**Challenge**
Copy out each of the following entries word for word, with every line kept unchanged.

**Dataset records**
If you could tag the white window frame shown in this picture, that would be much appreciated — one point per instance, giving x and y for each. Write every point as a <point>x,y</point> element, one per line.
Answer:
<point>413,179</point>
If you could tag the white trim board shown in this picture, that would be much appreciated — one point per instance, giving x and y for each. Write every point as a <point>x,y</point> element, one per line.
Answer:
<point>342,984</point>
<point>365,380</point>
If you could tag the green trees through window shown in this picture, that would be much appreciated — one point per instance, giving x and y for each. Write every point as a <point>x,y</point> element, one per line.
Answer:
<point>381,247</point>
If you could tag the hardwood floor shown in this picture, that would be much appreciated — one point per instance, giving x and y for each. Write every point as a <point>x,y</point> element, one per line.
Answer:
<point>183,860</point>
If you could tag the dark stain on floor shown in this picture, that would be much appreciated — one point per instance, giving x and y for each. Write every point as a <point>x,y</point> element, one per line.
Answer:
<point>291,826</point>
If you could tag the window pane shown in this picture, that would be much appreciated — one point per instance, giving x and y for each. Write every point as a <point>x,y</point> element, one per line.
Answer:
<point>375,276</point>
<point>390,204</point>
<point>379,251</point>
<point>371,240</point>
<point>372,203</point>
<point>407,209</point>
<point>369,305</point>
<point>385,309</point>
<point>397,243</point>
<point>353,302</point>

**Solution to this problem**
If you could tag the white window frame shown in this picture, that would be much appreciated — one point per instance, giving x and y for each. Write every point as a <point>x,y</point> element, one per line.
Answer:
<point>413,179</point>
If you could tag the white trim board shown in this picture, that would be much appreciated — one point per instance, giving x and y for each. Write every point as a <point>x,y</point> element, one per line.
Answer:
<point>342,984</point>
<point>365,380</point>
If you could tag the green trees through window shown in this picture, that would be much appreciated — one point per instance, giving x and y for each. Write every point as a <point>x,y</point> element, one per line.
Answer:
<point>381,247</point>
If you could tag the hardwood floor shown in this picture, that would be much appreciated — one point per instance, giving x and y for each. Write every point as a <point>x,y</point> element, one per line.
Answer:
<point>183,860</point>
If you could tag the dark stain on floor shown in this picture, that would be much appreciated — one point per instance, giving x and y for each. Write every point as a <point>x,y</point> element, one per line.
Answer:
<point>291,826</point>
If you could tag the window pane shown in this picture, that would be much appreciated — one point per instance, giving x and y for each. Write every point as a <point>x,y</point> element, one per line.
Answer:
<point>375,276</point>
<point>390,204</point>
<point>379,251</point>
<point>371,240</point>
<point>372,203</point>
<point>407,209</point>
<point>369,305</point>
<point>385,309</point>
<point>397,243</point>
<point>353,302</point>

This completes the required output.